#### [Task to complete]
Each line of the records that follow must come back exactly, with pictures skipped.

[Dataset entries]
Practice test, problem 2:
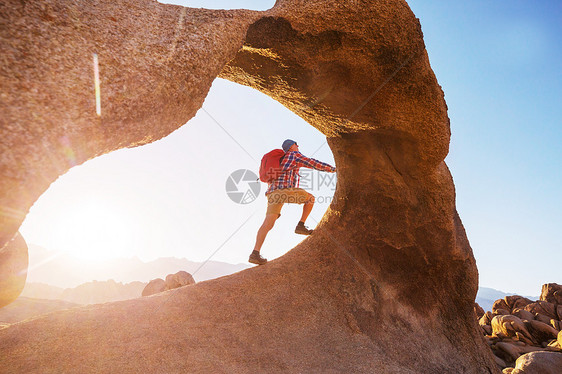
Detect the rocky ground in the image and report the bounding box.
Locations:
[475,283,562,373]
[0,297,79,325]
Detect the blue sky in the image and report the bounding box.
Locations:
[20,1,561,296]
[408,0,562,295]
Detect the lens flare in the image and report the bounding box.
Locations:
[59,136,77,167]
[93,53,101,116]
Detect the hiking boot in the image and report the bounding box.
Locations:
[249,252,267,265]
[295,222,314,235]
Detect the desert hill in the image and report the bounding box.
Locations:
[26,244,250,288]
[0,297,79,325]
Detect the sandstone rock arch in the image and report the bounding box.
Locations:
[0,0,500,372]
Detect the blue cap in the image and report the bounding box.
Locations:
[282,139,297,152]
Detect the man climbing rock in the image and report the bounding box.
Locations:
[249,139,336,265]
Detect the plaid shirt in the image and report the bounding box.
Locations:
[266,151,336,194]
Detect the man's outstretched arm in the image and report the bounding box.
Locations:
[293,152,336,172]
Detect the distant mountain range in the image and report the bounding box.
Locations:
[1,245,252,324]
[476,287,539,313]
[4,284,540,326]
[2,245,539,324]
[25,244,251,288]
[21,279,147,305]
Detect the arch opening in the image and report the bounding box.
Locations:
[18,78,336,289]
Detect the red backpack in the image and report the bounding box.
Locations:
[259,149,286,183]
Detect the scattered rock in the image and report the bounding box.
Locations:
[474,302,485,319]
[480,311,494,326]
[479,283,562,371]
[506,296,533,312]
[525,320,559,344]
[534,313,552,325]
[513,308,534,322]
[495,308,511,316]
[524,301,557,320]
[546,339,561,351]
[142,271,195,297]
[491,315,535,342]
[141,278,167,297]
[495,342,542,363]
[482,324,493,335]
[494,354,507,369]
[540,284,562,305]
[510,351,562,374]
[494,299,511,314]
[165,271,195,290]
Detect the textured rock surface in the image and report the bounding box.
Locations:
[142,278,167,297]
[505,296,533,312]
[164,270,195,289]
[475,302,485,319]
[0,232,28,308]
[541,283,562,305]
[0,297,79,324]
[525,301,557,320]
[526,320,558,344]
[513,308,535,322]
[142,271,195,296]
[0,0,499,372]
[0,0,259,249]
[509,351,562,374]
[491,315,534,343]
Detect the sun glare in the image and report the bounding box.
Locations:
[31,197,136,261]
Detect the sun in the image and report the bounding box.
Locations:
[45,198,136,261]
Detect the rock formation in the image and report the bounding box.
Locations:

#### [Solution to this problem]
Practice test, problem 2:
Detect the rocky ground in the image and report the bounding box.
Locations:
[475,283,562,373]
[0,297,79,325]
Detect the blue sky in the image and report the bounding box.
Locations:
[20,1,561,296]
[408,0,562,295]
Detect the lens flare in the image and report the bounding box.
Locations:
[59,136,77,167]
[93,53,101,116]
Detect the hiking boot in the image and report the bounding box.
Locations:
[249,252,267,265]
[295,222,314,235]
Detect the desert hill in the image and report the bounding box.
Locations:
[26,244,250,288]
[0,297,79,325]
Detect the sandstone rock arch in the image and report the bounding box.
Locations:
[0,0,500,372]
Detect the blue cap in the image and report the bounding box.
Locations:
[282,139,297,152]
Detect the man climbing rock in the image and report the bounding box.
Locations:
[249,139,336,265]
Detect the plaid shirt in the image and report the bounding box.
Locations:
[266,151,336,194]
Detect the man's outstretched arm in the image and report the bounding box.
Locations:
[293,152,336,172]
Detect the distant mountain range in the image and report the bounding box.
Locations:
[1,245,252,324]
[476,287,539,313]
[4,284,540,326]
[2,245,539,324]
[25,244,251,288]
[21,279,147,305]
Detect the arch opening in the image and report the bounding box.
Locations:
[18,78,336,289]
Detect the red backpack in the image and report the bounding box.
Locations:
[259,149,286,183]
Detect the scattered rock in the image and report the bounding box.
Locations:
[474,302,485,319]
[480,311,494,326]
[479,283,562,371]
[506,296,533,312]
[525,320,559,344]
[534,313,552,325]
[513,308,534,322]
[495,308,511,316]
[524,301,557,320]
[546,339,561,351]
[142,271,195,297]
[491,315,535,342]
[141,278,167,297]
[495,342,542,363]
[482,324,493,335]
[494,354,507,369]
[540,284,562,305]
[510,351,562,374]
[494,299,511,314]
[165,271,195,290]
Detect the textured rock surface in the image and report the bounding box.
Locations:
[142,278,167,297]
[505,296,533,312]
[164,270,195,289]
[475,302,485,319]
[0,232,28,308]
[541,283,562,305]
[0,297,79,324]
[525,301,557,320]
[526,320,558,344]
[513,308,535,322]
[142,271,195,296]
[0,0,499,372]
[0,0,259,249]
[509,351,562,374]
[491,315,534,343]
Detect the sun glare in the image and report the bounding box.
Locations:
[31,197,136,261]
Detect the sun in the image and report the bounding box.
Locations:
[45,198,136,261]
Detect the rock formation in the image and report the bounding box.
Locations:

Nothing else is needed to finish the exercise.